_Problem requirements_
Will you write out all the entries below exactly?

## START

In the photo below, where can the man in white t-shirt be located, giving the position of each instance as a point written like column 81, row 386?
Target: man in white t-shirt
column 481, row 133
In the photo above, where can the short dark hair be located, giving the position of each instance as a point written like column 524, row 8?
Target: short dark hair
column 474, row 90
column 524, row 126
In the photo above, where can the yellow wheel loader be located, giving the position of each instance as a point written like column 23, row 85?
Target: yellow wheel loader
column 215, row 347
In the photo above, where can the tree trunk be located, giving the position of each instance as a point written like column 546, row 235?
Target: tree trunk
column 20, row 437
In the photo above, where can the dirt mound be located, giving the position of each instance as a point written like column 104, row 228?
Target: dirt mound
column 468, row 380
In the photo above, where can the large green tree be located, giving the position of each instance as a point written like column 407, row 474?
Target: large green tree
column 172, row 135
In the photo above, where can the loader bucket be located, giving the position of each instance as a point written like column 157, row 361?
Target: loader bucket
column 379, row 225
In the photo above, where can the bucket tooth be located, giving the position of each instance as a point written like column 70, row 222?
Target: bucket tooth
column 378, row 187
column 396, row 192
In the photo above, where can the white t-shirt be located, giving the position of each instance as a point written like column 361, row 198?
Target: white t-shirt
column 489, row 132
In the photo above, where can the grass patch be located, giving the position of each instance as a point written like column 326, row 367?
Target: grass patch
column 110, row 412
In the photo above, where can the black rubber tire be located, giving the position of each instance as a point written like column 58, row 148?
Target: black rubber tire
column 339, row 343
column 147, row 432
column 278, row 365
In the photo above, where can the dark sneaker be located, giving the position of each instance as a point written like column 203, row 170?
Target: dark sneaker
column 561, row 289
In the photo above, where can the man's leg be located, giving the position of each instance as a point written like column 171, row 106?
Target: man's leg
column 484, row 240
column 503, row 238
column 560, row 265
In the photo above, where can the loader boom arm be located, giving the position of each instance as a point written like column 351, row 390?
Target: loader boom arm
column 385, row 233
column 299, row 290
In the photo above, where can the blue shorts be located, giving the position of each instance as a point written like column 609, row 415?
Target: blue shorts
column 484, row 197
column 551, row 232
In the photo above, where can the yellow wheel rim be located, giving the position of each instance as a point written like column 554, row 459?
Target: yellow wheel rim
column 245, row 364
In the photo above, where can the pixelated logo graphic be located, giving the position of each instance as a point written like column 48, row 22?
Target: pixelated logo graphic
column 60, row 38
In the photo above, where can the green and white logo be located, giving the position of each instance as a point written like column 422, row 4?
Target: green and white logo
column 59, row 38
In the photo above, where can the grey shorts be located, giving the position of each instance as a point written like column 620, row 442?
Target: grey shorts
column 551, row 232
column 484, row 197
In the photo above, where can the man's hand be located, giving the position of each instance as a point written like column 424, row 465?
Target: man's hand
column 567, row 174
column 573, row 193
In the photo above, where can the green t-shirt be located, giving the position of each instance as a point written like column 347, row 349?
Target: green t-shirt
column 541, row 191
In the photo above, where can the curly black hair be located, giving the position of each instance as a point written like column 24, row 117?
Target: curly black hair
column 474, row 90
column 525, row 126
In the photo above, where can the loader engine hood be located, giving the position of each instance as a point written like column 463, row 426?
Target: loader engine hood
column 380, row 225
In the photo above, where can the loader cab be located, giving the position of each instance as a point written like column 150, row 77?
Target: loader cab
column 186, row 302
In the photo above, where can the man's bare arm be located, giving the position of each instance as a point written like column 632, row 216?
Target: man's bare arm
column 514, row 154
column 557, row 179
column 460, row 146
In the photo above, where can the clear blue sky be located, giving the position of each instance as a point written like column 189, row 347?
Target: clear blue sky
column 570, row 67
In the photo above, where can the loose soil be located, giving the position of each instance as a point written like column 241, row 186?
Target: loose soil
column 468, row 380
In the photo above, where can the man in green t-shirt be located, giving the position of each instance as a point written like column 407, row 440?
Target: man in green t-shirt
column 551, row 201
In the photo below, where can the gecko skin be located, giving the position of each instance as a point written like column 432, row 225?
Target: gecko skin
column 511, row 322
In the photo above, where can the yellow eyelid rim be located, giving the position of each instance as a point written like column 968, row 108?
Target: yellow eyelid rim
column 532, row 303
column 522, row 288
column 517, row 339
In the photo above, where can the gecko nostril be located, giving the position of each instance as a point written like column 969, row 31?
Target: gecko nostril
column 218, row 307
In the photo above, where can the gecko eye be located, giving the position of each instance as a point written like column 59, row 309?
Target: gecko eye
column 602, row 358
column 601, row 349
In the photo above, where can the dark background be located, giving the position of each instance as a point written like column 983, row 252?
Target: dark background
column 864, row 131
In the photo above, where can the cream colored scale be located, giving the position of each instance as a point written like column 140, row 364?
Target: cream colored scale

## END

_Solution for this exercise_
In the photo below, where can the man in white t-shirt be located, giving the position of each instance as a point written like column 81, row 386?
Target: man in white t-shirt
column 481, row 133
In the photo above, where can the short dark hair be located, giving the position of each instance as a point written like column 524, row 8?
Target: short dark hair
column 474, row 90
column 524, row 126
In the photo above, where can the yellow wheel loader be located, giving the position of each instance as a point written like column 23, row 85?
Target: yellow wheel loader
column 215, row 347
In the photo above, where can the tree trunk be located, giving the position of each instance as a point written like column 546, row 235?
Target: tree trunk
column 20, row 437
In the photo above, where can the dirt mound be located, giving the position of each instance as a point written like column 104, row 228?
Target: dirt mound
column 468, row 380
In the photo above, where can the large green tree be located, giving the position of each instance as a point written like column 407, row 474?
Target: large green tree
column 172, row 135
In the photo above, where can the loader bucket be located, giving the position of each instance as a point written like column 157, row 361?
Target: loader bucket
column 379, row 225
In the photo above, where can the bucket tooth be located, giving the position of each instance as a point written like column 70, row 222?
Target: bucket tooth
column 378, row 187
column 396, row 192
In the photo above, where can the white t-shirt be located, giving the position of each instance as a point written like column 361, row 198?
Target: white t-shirt
column 489, row 132
In the photo above, where can the grass patch be located, giving the position of each instance as a point written like column 326, row 367?
Target: grass patch
column 110, row 412
In the photo above, where can the black rubber tire be located, giving the position of each instance as a point written like column 58, row 148?
Target: black rubber tire
column 339, row 343
column 147, row 432
column 278, row 365
In the photo above, where can the dark sneaker be located, giving the position of each instance as a point written like column 203, row 170?
Target: dark sneaker
column 561, row 289
In the photo above, where can the man's leg be located, giving the position of each instance as a point written like column 171, row 106?
Target: man's leg
column 484, row 240
column 503, row 238
column 560, row 265
In the photo above, where can the loader boom arm be located, giving the position of each instance as a point written like column 351, row 390?
Target: loader boom arm
column 385, row 233
column 299, row 290
In the photo above, where can the blue shorts be located, giving the position of each instance as a point written like column 609, row 415?
Target: blue shorts
column 484, row 197
column 551, row 232
In the photo above, where can the yellow wheel rim be located, giving the position of each instance as a point written like column 554, row 459?
Target: yellow wheel rim
column 245, row 364
In the photo above, where can the pixelated logo graphic be located, giving the position of each instance as a point written like column 48, row 22?
Target: pixelated logo graphic
column 60, row 38
In the photo above, where can the green and white logo be located, giving the position of each instance as a point written like column 422, row 4?
Target: green and white logo
column 59, row 38
In the photo above, where can the grey shorts be located, giving the position of each instance as a point written like column 620, row 442?
Target: grey shorts
column 551, row 232
column 484, row 197
In the photo above, where can the man's hand be located, giving the position of each instance as a point written like column 424, row 465?
Target: man's hand
column 567, row 174
column 573, row 193
In the photo above, where can the green t-shirt be located, giving the position of each instance as a point written like column 347, row 349?
Target: green t-shirt
column 541, row 191
In the photo above, where can the curly black hair be located, giving the position of each instance as a point written like column 24, row 117?
Target: curly black hair
column 474, row 90
column 525, row 126
In the photo above, where can the loader engine hood be located, giving the position of each instance as a point written like column 463, row 426?
Target: loader engine hood
column 380, row 225
In the photo above, where can the loader cab be located, giving the position of each instance as a point written like column 150, row 77?
Target: loader cab
column 186, row 302
In the photo above, where can the man's bare arm be located, giving the position of each instance as a point written like column 632, row 216?
Target: man's bare arm
column 514, row 154
column 557, row 179
column 460, row 146
In the photo above, where can the clear blue sky be located, giving the position of each instance as a point written like column 189, row 347?
Target: clear blue sky
column 570, row 67
In the photo above, where can the loose soil be located, giving the position of each instance as a point written like column 241, row 186?
Target: loose soil
column 468, row 380
In the photo above, where can the man in green t-shirt be located, giving the position of each instance as a point written like column 407, row 440?
Target: man in green t-shirt
column 551, row 201
In the photo below, where can the gecko skin be located, giving the position of each instance as a point written like column 432, row 225?
Target: gecko skin
column 511, row 322
In the photo above, where can the yellow eyelid rim be located, giving the position of each instance as a point written like column 968, row 108?
Target: yellow eyelid rim
column 532, row 303
column 522, row 288
column 517, row 339
In the photo above, where can the gecko nostril be located, giving the position of each instance as a point written like column 969, row 31?
Target: gecko nostril
column 218, row 307
In the photo above, where can the gecko eye be located, giving the position of each instance as a point written like column 59, row 309?
Target: gecko eye
column 602, row 358
column 601, row 349
In the photo above, where can the dark background be located, giving the position of each instance as a point written like column 983, row 252?
Target: dark background
column 864, row 131
In the photo above, where can the cream colored scale be located, giving the position of each instance as a point written like column 140, row 364?
Target: cream colored scale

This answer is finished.